# Start of RECORDS PROVIDED

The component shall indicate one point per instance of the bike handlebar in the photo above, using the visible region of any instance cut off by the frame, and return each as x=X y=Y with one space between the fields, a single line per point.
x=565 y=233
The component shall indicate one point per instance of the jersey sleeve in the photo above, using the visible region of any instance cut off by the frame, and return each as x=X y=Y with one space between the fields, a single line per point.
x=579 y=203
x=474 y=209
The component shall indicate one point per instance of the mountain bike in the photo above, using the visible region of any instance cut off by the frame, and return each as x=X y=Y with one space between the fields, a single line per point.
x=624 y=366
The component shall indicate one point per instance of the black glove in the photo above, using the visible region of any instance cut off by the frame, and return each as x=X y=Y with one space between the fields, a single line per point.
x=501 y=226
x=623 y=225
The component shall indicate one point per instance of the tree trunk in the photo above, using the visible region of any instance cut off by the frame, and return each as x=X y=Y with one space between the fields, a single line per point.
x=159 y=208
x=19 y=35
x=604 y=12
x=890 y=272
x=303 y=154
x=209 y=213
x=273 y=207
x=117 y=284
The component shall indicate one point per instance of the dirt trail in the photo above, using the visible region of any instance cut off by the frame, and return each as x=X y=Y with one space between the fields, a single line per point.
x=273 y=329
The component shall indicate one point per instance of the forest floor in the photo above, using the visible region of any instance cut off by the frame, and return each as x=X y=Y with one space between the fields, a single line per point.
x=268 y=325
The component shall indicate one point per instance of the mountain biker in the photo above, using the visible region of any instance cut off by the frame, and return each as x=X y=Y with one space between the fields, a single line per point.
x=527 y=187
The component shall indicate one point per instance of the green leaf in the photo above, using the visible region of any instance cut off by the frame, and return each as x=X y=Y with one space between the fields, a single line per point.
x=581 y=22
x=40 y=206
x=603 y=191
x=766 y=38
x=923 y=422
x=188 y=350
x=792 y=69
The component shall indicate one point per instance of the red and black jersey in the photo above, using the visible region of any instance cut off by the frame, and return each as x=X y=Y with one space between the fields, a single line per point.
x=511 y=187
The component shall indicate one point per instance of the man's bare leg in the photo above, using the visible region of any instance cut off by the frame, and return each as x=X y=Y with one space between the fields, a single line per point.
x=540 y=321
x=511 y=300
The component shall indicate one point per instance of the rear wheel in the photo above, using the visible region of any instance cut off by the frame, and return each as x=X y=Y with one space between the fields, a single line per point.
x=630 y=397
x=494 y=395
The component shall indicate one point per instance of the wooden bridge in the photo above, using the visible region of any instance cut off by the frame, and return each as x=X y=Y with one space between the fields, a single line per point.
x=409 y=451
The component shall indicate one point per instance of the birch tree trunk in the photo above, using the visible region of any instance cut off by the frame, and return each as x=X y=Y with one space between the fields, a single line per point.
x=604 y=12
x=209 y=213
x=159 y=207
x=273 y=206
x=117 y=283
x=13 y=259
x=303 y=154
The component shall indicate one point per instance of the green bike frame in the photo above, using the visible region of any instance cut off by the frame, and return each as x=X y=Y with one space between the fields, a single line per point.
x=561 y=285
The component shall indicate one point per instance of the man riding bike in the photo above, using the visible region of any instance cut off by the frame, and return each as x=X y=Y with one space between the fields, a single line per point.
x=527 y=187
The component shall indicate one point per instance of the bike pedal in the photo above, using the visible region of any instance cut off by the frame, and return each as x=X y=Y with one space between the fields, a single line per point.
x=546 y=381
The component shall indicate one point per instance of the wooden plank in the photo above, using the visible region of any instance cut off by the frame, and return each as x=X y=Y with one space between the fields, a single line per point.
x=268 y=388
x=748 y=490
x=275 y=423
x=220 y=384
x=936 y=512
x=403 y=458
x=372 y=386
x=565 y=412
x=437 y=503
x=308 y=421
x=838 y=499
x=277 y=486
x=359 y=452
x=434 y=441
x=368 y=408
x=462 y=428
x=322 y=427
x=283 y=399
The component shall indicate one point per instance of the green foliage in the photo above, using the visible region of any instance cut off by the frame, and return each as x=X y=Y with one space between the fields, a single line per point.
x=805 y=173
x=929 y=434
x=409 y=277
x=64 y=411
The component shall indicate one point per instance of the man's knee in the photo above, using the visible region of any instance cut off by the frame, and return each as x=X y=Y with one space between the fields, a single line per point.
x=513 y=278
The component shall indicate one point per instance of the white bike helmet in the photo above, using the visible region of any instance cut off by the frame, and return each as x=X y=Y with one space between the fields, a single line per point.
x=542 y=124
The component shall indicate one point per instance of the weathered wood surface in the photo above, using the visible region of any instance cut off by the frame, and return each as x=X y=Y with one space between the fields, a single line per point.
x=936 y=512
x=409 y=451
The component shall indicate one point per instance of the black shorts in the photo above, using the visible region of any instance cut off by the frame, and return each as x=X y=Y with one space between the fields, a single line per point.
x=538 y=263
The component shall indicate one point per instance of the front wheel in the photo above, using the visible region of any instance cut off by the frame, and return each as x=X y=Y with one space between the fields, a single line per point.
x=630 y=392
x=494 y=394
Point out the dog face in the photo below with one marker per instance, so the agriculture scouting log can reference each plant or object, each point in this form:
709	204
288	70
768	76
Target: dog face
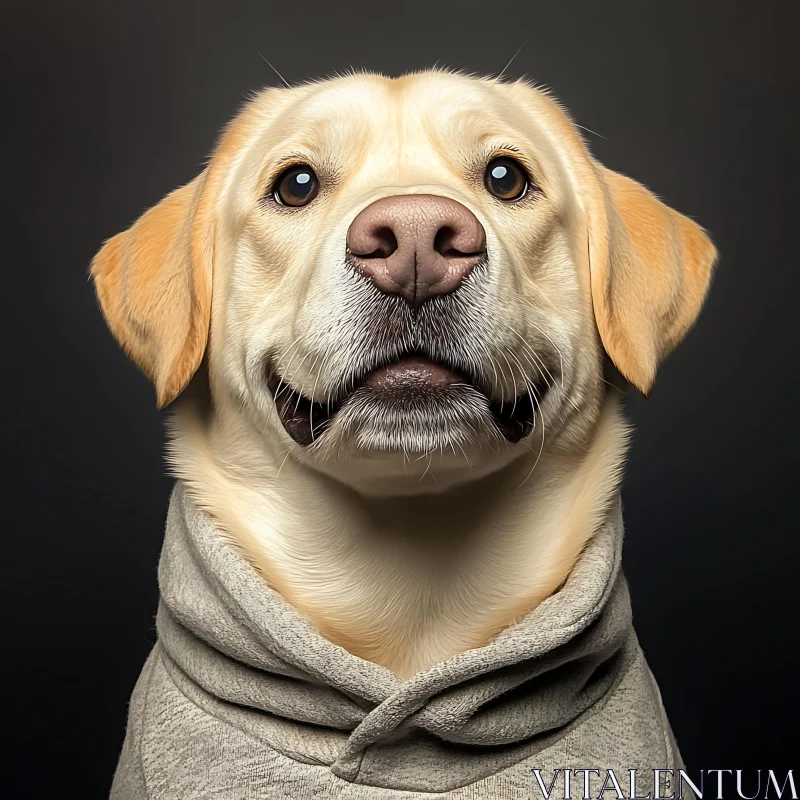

# End of RECORDS PROVIDED

Please reproduce all of the records above word for word, omitting the pictures.

The component shall indicate one point per instance of the bike handlebar in the photo above, using the visible region of any instance cut off by the frame, and return each as x=X y=Y with one space between the fields, a single line per point.
x=565 y=233
The component shall indicate one point per instance of the jersey sleeve in the photo above, using the visible region of any instance cut off by the frame, and return each as x=X y=Y with one space between the fields, a single line per point.
x=579 y=203
x=474 y=209
The component shall indicate one point per instance of the mountain bike in the photo above, using the visible region of any instance cut off by the frame, and return each as x=X y=Y with one space between the fields, a single line per point.
x=624 y=366
The component shall indicate one point per instance of the black glove in the photo above, using the visible region of any instance cut off by the frame, and return each as x=X y=Y with one space between the fields, a single line per point.
x=501 y=226
x=623 y=225
The component shall indicate one point per instance of the tree trunk in the photo above, using the visible region of any instance cut off by the frame, and return each as x=X y=Y with one space between the fields, a single line per point.
x=159 y=208
x=19 y=35
x=604 y=12
x=890 y=272
x=303 y=154
x=209 y=213
x=273 y=207
x=117 y=284
The component shall indicate one point per instance of the dirt trail in the photo above, using the visible region of any instance cut off by the frame, and return each as x=X y=Y with one space between the fields, a single line per point.
x=273 y=329
The component shall indicate one point per instance of the forest floor in the photo above, using the visible region of any instance cut off by the frame, and return each as x=X y=Y with one space between the fields, a single line per point.
x=268 y=325
The component shall indicate one point per instance of the mountain biker in the photo above, using the visible region of any instance cut off by the frame, and return each as x=X y=Y with one space between the fields, a single line per point.
x=527 y=187
The component shall indicate one point per instance of the green leaf in the photo above, using the visible region of any instance cut off by the frame, and return each as x=X y=Y with one space between the fields, a single line per point.
x=581 y=22
x=40 y=206
x=603 y=191
x=766 y=38
x=923 y=422
x=188 y=350
x=792 y=69
The component shall indicate one point per instance of the red and black jersey in the photo above, using the visible region of any instance cut off by the frame, and return each as x=X y=Y with one space between the fields, a single line per point.
x=511 y=187
The component shall indicate one point per instance of the man's bare leg in the photo above, using the visible region of any instance cut off by the frame, and return each as x=X y=Y with one space between the fields, a single line per point.
x=540 y=321
x=511 y=300
The component shall indicate one point per instance of the rear wheel in the photo above, using the visible region of any instance cut off by the frame, and return each as x=X y=Y with one space between the fields, a single line per point.
x=630 y=397
x=494 y=395
The component shall indicate one point per instance of the wooden bridge in the photo above, using the visible region of any instance cut off by the frame, and return each as x=X y=Y with one space between the fields, a single line per point.
x=409 y=451
The component shall indicate one point per instance of the birch tree trunk in the photo above, using the visible region of any instance cut off by the frame, and return each as x=X y=Y with one space between the fields, a single line per point.
x=604 y=12
x=209 y=213
x=159 y=207
x=273 y=206
x=117 y=283
x=13 y=259
x=303 y=154
The component shall indicate one point per instance of the green bike frame in the photo above, using the visible region of any instance cut off by the frame, and return each as x=X y=Y with one space between the fields, a single line per point.
x=561 y=285
The component shall indicate one point per instance of the man riding bike in the photo above, using the visible region of any instance cut off by the frame, and return each as x=X y=Y with one space between the fields, a single line per point.
x=527 y=187
The component shall indicate one point per instance of the bike pedal in the photo above, using the visible region of any instance cut off by the frame, and return each as x=X y=Y with one space between the fields, a single line per point.
x=546 y=381
The component shall indicate one point per instance of the wooden plank in the photo above, using the visible region of any instance cut off by the frame, and return each as x=X y=Y with one space between the fields, a single line per point.
x=268 y=388
x=748 y=490
x=275 y=423
x=220 y=384
x=936 y=512
x=403 y=458
x=372 y=386
x=565 y=412
x=437 y=503
x=308 y=421
x=838 y=499
x=277 y=486
x=359 y=452
x=434 y=441
x=368 y=408
x=462 y=428
x=322 y=427
x=283 y=399
The component shall indicate one point per instance of the green foliage in the photo above, using the visible region of any instance cut off by the frame, and return each as x=X y=Y with one space between the fields, a single line per point.
x=805 y=173
x=929 y=434
x=409 y=277
x=64 y=411
The component shall indicate one point per instance of the man's knee in the photo above, using the visible region of any instance cut off by the frame, and return each as x=X y=Y with one space between the fields, a single line per point.
x=513 y=278
The component shall indicate one point per instance of the white bike helmet in the photo above, using the visible region of any instance cut off by the frame, and return each as x=X y=Y with one space between the fields, a single line per point.
x=542 y=124
The component shall indicate one point per instance of the weathered wood surface in the photo above, using the visible region of any instance cut off by the frame, and return each as x=X y=Y with one space between the fields, a single line per point.
x=936 y=512
x=409 y=451
The component shall indicate one point per instance of the black shorts in the photo above, using the visible region of any instance cut off by the frame, and return each as x=X y=Y with one space between the fields, a single line per point.
x=538 y=263
The component shall indicate one point per instance of the front wheel in the photo above, using the visible region of any instance cut off by the frame, and return each as x=X y=Y with one space between the fields, a single line per point.
x=630 y=392
x=494 y=394
Point out the dog face in the photo below with one marker per instance, so the agriculture scouting log can reference each plant or object, each point in this form:
709	204
288	70
768	76
Target: dog face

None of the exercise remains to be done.